Your instructions: Emit the line that holds "Would you mind marking the paving" and all lines following it through the end of the data, verbatim, and nothing else.

Data shown:
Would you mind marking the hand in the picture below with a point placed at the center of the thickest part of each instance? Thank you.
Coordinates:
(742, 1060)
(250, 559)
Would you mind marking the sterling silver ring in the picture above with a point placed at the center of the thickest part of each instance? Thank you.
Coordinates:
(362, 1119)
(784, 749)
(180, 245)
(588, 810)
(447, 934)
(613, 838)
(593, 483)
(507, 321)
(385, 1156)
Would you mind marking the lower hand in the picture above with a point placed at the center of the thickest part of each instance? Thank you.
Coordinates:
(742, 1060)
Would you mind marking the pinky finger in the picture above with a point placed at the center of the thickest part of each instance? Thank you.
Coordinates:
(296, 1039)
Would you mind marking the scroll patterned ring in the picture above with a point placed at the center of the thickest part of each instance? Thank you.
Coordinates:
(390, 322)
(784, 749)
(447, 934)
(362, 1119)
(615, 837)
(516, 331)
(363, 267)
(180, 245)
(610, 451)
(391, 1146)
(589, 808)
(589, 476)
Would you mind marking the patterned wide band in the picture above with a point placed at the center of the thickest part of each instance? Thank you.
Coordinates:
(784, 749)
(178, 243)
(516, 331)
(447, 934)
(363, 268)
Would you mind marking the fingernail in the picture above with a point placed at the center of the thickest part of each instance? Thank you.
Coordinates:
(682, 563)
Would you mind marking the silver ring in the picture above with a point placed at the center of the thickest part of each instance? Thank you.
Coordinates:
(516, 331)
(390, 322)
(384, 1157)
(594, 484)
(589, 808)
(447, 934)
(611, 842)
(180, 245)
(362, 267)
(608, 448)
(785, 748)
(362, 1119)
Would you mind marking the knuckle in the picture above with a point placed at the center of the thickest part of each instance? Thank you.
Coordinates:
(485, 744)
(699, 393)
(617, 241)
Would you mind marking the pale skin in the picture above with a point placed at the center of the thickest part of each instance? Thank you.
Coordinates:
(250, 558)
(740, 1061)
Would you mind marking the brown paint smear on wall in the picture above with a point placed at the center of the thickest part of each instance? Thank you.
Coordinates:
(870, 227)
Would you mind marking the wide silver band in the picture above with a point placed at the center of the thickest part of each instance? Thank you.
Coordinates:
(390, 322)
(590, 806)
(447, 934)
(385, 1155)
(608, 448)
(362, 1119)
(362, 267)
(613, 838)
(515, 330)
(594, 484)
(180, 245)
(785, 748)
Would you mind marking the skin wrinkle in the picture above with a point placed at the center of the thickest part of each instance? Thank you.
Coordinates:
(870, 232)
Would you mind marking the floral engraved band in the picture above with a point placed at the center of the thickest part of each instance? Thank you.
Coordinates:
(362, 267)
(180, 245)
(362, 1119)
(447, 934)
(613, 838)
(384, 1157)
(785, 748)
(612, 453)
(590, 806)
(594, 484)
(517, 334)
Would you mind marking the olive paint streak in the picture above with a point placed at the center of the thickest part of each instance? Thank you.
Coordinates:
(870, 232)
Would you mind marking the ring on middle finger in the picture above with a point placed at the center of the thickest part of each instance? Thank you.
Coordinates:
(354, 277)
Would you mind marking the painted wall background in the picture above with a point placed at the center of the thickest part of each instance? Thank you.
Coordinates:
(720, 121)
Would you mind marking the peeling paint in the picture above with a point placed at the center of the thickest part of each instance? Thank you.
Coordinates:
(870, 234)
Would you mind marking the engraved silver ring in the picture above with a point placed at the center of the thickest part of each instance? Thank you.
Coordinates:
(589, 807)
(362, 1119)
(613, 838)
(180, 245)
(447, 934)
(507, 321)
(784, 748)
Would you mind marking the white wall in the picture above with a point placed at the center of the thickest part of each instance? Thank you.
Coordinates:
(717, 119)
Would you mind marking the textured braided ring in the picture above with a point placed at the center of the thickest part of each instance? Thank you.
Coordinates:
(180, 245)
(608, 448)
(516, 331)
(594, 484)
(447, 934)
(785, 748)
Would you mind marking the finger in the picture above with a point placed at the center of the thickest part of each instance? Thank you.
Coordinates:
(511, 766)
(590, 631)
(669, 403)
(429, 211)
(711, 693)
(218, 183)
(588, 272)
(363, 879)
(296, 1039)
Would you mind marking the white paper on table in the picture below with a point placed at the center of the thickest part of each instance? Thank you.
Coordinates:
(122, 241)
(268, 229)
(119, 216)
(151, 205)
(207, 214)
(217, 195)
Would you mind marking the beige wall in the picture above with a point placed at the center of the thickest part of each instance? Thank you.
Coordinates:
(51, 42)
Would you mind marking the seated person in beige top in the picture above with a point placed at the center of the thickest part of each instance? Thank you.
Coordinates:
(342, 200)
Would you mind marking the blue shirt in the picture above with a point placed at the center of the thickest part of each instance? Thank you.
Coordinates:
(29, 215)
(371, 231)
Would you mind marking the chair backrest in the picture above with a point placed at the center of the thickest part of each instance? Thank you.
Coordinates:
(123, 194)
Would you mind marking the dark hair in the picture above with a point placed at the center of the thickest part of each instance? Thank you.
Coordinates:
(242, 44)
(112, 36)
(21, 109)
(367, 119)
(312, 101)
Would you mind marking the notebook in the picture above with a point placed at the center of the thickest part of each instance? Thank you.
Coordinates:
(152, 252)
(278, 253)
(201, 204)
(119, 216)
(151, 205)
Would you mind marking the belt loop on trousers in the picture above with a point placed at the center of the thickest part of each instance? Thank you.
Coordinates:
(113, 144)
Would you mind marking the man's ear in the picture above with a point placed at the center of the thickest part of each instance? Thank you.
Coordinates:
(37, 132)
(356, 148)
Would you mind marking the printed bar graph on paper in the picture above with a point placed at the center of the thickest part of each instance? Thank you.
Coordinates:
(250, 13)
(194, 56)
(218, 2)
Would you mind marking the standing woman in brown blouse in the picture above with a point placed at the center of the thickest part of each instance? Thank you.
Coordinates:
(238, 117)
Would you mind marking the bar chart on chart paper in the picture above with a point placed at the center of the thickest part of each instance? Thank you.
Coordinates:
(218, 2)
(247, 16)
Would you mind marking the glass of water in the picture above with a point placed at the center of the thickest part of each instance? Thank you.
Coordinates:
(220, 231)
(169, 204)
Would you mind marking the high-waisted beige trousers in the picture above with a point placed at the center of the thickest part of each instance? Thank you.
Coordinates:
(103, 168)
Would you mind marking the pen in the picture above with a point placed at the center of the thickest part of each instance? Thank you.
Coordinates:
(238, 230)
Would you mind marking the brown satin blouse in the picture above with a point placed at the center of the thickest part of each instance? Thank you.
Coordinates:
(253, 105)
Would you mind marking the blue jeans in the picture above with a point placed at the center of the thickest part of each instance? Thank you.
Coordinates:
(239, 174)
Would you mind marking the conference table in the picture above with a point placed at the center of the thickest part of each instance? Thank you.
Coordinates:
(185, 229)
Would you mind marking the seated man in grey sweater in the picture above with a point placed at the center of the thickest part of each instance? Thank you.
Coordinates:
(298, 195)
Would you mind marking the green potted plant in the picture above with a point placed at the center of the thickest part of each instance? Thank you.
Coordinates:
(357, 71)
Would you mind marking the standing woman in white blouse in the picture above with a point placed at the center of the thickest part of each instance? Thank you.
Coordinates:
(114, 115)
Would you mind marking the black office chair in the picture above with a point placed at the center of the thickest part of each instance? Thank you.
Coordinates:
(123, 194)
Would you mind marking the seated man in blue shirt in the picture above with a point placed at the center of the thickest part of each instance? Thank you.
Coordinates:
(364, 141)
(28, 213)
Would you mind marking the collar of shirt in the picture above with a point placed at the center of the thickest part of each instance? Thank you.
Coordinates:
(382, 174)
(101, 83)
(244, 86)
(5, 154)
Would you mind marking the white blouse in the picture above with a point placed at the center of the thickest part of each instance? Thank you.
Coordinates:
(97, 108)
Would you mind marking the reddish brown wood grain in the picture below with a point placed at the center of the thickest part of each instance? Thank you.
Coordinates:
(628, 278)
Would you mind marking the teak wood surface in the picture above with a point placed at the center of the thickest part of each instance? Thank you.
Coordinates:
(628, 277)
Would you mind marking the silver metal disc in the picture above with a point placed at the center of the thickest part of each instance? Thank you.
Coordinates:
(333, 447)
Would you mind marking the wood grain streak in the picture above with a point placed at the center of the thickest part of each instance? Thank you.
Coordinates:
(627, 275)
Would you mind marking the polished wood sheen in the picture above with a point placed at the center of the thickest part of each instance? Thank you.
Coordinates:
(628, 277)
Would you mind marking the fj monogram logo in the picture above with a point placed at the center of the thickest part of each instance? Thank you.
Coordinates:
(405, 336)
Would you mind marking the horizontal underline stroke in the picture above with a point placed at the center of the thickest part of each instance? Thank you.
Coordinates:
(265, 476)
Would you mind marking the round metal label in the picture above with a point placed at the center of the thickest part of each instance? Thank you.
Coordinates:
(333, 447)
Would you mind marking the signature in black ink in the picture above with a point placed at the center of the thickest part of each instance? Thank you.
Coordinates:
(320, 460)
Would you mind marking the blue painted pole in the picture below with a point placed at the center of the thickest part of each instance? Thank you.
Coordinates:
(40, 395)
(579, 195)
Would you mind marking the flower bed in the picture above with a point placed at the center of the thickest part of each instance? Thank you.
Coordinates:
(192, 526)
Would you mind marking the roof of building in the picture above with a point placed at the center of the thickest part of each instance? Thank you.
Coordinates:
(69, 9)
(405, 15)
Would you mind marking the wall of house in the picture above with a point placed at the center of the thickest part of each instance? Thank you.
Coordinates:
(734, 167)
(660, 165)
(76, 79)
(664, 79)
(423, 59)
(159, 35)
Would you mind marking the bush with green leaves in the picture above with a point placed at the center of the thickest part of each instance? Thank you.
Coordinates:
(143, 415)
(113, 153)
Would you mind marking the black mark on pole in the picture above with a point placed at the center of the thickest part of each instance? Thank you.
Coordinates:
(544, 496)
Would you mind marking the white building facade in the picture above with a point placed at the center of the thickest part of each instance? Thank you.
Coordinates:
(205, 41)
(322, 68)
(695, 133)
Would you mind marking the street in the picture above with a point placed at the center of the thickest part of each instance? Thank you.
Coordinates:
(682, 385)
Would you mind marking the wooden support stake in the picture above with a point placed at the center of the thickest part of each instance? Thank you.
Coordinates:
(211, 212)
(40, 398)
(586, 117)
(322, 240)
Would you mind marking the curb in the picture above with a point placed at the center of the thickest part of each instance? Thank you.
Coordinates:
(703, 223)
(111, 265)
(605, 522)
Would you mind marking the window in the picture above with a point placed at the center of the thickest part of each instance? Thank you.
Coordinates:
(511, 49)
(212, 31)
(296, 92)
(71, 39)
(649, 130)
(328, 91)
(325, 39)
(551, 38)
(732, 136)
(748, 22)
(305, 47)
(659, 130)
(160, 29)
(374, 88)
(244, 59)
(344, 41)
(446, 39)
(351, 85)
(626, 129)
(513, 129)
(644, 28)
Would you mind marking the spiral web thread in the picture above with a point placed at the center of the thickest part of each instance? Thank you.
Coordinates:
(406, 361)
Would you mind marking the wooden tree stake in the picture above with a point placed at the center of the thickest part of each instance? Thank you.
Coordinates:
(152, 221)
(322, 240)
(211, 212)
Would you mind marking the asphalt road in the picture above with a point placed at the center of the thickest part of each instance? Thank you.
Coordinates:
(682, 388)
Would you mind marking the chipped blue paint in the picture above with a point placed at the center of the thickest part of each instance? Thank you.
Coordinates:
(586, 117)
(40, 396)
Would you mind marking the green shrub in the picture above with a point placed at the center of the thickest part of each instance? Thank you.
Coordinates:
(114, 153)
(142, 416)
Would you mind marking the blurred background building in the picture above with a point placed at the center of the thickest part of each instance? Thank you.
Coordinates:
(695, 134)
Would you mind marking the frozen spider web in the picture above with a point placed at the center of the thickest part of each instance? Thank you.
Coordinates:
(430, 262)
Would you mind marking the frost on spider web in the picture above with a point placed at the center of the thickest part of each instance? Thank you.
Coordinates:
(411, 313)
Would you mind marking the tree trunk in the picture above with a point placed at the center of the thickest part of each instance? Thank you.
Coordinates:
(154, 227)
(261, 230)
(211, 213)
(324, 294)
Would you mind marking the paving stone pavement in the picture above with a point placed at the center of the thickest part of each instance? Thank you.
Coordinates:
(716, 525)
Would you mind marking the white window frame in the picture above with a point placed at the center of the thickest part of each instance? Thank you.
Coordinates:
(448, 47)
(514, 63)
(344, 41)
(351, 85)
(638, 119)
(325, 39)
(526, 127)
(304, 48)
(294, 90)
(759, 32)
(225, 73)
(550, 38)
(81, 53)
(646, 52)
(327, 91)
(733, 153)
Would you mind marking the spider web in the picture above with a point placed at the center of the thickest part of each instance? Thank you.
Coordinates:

Solution to the problem:
Would you mind marking the paving stone pavement in the picture above with a point placed at the center of the thickest part of each instance? Thank you.
Coordinates:
(716, 525)
Would you mind marking the white window frame in the picture above with a point placed at the center of the thickest part of each instance? Thank you.
Coordinates:
(448, 47)
(514, 63)
(344, 41)
(351, 85)
(638, 119)
(325, 39)
(526, 127)
(304, 48)
(294, 90)
(759, 32)
(225, 73)
(550, 38)
(81, 53)
(646, 52)
(327, 91)
(733, 153)
Would you mind marking the spider web in the picture above with a point placed at the center of the thickest part of each instance? Thank you.
Coordinates:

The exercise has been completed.